> _Problem to solve_
Please set out the rows below as a numbered list, skipping any blank lines and leaving out the pictures.

> _Available data_
____

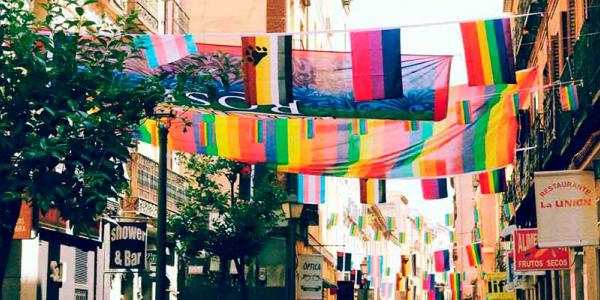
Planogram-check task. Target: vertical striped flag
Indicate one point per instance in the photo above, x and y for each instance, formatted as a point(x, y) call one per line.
point(161, 49)
point(267, 69)
point(402, 237)
point(568, 97)
point(376, 64)
point(474, 254)
point(434, 188)
point(391, 223)
point(463, 112)
point(455, 286)
point(488, 52)
point(372, 191)
point(311, 189)
point(492, 182)
point(442, 260)
point(449, 219)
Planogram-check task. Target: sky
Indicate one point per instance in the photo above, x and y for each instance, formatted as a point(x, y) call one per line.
point(438, 39)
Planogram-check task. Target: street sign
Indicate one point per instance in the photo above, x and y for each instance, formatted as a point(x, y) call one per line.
point(529, 257)
point(128, 246)
point(310, 273)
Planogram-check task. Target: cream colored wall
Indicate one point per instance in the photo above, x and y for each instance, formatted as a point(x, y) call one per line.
point(227, 16)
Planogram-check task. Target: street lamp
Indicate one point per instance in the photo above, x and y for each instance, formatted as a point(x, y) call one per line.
point(292, 210)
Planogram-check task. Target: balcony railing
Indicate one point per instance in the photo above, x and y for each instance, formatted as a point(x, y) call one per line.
point(181, 21)
point(148, 13)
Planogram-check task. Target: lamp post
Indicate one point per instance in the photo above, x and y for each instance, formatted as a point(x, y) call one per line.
point(363, 289)
point(292, 211)
point(161, 222)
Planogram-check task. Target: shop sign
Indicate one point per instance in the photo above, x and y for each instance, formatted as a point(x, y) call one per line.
point(24, 224)
point(529, 257)
point(566, 209)
point(310, 273)
point(128, 245)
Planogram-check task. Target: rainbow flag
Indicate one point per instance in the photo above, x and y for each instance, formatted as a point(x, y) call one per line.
point(449, 219)
point(463, 112)
point(456, 286)
point(391, 223)
point(474, 254)
point(434, 188)
point(359, 126)
point(419, 223)
point(437, 149)
point(492, 182)
point(267, 67)
point(161, 49)
point(509, 210)
point(353, 229)
point(311, 189)
point(377, 235)
point(568, 97)
point(372, 191)
point(488, 52)
point(442, 260)
point(376, 65)
point(361, 223)
point(478, 234)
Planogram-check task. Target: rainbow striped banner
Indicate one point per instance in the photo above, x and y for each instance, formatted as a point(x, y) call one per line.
point(377, 235)
point(456, 286)
point(391, 223)
point(474, 254)
point(463, 112)
point(493, 181)
point(449, 219)
point(419, 223)
point(361, 223)
point(488, 51)
point(372, 191)
point(434, 189)
point(437, 149)
point(568, 97)
point(267, 67)
point(509, 210)
point(161, 49)
point(376, 64)
point(311, 189)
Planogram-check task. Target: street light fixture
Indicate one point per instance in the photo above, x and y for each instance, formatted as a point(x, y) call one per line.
point(292, 209)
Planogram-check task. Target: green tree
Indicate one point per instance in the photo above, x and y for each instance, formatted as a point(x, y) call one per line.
point(215, 220)
point(67, 114)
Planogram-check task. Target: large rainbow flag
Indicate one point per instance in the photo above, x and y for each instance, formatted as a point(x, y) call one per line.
point(322, 85)
point(435, 149)
point(488, 51)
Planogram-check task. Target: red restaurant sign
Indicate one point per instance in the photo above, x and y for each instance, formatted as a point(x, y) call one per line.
point(528, 257)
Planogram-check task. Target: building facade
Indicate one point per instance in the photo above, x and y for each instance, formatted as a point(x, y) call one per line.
point(560, 38)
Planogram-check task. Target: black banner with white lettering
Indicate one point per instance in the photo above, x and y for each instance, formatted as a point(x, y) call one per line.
point(128, 246)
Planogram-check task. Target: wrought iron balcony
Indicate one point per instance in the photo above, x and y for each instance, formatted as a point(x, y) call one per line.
point(148, 13)
point(180, 21)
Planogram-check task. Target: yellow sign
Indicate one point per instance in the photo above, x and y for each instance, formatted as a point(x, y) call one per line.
point(502, 296)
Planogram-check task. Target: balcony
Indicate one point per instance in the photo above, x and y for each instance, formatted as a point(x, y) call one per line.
point(525, 30)
point(148, 14)
point(178, 22)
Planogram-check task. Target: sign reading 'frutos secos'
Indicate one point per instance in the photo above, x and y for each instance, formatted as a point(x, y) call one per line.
point(566, 209)
point(128, 246)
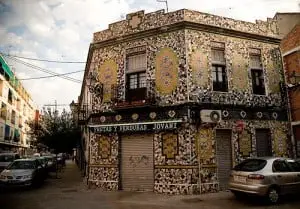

____

> _Solution to this task_
1. Planogram-check task. Target: vertical striped flag
2. Indicate one point per instance in the photo above, x and y for each instance, formatted as a point(x, y) call one per line.
3. point(161, 49)
4. point(267, 69)
5. point(402, 237)
6. point(568, 97)
7. point(376, 64)
8. point(474, 254)
9. point(434, 188)
10. point(391, 223)
11. point(463, 112)
12. point(455, 286)
13. point(488, 52)
14. point(372, 191)
15. point(311, 189)
16. point(492, 182)
17. point(442, 260)
18. point(449, 219)
19. Planogram-check task. Target: sky
20. Indicate one point per instance in the photo above, x and y for each instance, formatted as a point(x, y) call one per line.
21. point(438, 39)
22. Planogram-check task. Target: street sign
23. Indicate one point per instance in the photo above, x and y for each instance, formatted as a point(x, y) call one per line.
24. point(529, 257)
25. point(128, 246)
26. point(310, 273)
27. Planogram-check task. Target: cream colored wall
28. Indicate one point per instance in the photo above, x and y for each instance, formatted as a point(x, y) call one per line.
29. point(227, 16)
30. Planogram-check task. Target: street lamp
31. Indicate one point per instance in the photo above, x and y for each instance, formatted as a point(x, y) call one per line.
32. point(292, 210)
33. Planogram-check task. Target: balcony railing
34. Indicate one point per instance in the photo above, x and y for each instance, formatted as a point(x, y) call one per line.
35. point(181, 21)
36. point(148, 13)
37. Planogram-check task. Target: lamp post
38. Indicate one point per instance in the photo above, x and y for each instance, formatted as a point(x, y) call one per line.
39. point(363, 289)
40. point(292, 211)
41. point(161, 222)
42. Planogram-check task. Target: shop sign
43. Indicate one point per instance in the photo above, x and y for each instance, formatted as a point(x, y) call one per line.
44. point(24, 224)
45. point(529, 257)
46. point(566, 209)
47. point(310, 273)
48. point(128, 245)
49. Planogram-check task. Target: rainbow flag
50. Indicate one point per instance in the photo above, x and y for each instance, formatted as a point(x, y) call one per line.
51. point(449, 219)
52. point(463, 112)
53. point(456, 286)
54. point(391, 223)
55. point(474, 254)
56. point(434, 188)
57. point(359, 126)
58. point(419, 223)
59. point(437, 149)
60. point(492, 182)
61. point(267, 67)
62. point(161, 49)
63. point(509, 210)
64. point(353, 229)
65. point(311, 189)
66. point(377, 235)
67. point(568, 97)
68. point(372, 191)
69. point(488, 52)
70. point(442, 260)
71. point(376, 65)
72. point(361, 223)
73. point(478, 234)
74. Planogram-check task. Target: rainbow striped banner
75. Indicate one point per instance in the photo above, x and y for each instance, formatted as a point(x, y) call one per line.
76. point(377, 235)
77. point(456, 286)
78. point(391, 223)
79. point(474, 254)
80. point(463, 112)
81. point(493, 181)
82. point(449, 219)
83. point(419, 223)
84. point(361, 223)
85. point(488, 51)
86. point(372, 191)
87. point(434, 189)
88. point(437, 149)
89. point(568, 97)
90. point(267, 67)
91. point(509, 210)
92. point(161, 49)
93. point(376, 64)
94. point(311, 189)
95. Planogram-check task. Target: street light fixture
96. Indicate one point per instance in the photo above, x and y for each instance, formatted as a point(x, y) call one per line.
97. point(292, 209)
98. Planogram-check task. Target: green tree
99. Indicate one point per instance in the photo above, x and y for each instance, formatted as a point(x, y) call one per line.
100. point(215, 220)
101. point(67, 114)
102. Planogram-check task. Target: large rainbow flag
103. Indicate one point per instance in the photo above, x and y for each instance, formatted as a point(x, y) call one per line.
104. point(322, 85)
105. point(435, 149)
106. point(488, 51)
107. Planogram-check task. Target: red restaurant sign
108. Indicate one point per instance in the photo above, x and y for each instance, formatted as a point(x, y) call one per line.
109. point(528, 257)
110. Planogram-check task. Target: building facade
111. Indicate one point per instance in the photo above, x and y for each instance, formatted as a point(x, y) call one per line.
112. point(560, 38)
113. Planogram-check task. Target: black banner with white lettering
114. Indicate one point per instance in the photo above, x and y for each instance, formatted as a point(x, y) call one per line.
115. point(128, 246)
116. Planogram-check task. Target: wrought iron balcony
117. Indicate one point per instance in the photo above, x and y for each instance, formatted as a point(x, y) call one per line.
118. point(148, 13)
119. point(180, 21)
120. Planogram-check task. Target: yellow sign
121. Indicate one point per instance in the photo above, x and y for each instance, formatted as a point(x, y) call one per line.
122. point(502, 296)
123. Planogram-check task. Target: balcony
124. Indicate one point per instance in the photo above, x and y for each instance, formatted as a point(x, y) call one per line.
125. point(525, 30)
126. point(148, 14)
127. point(178, 22)
128. Planogram-check task. Target: sign reading 'frutos secos'
129. Indicate one point per instance in the photo above, x and y for each instance, formatted as a point(x, y) call one per line.
130. point(566, 209)
131. point(128, 246)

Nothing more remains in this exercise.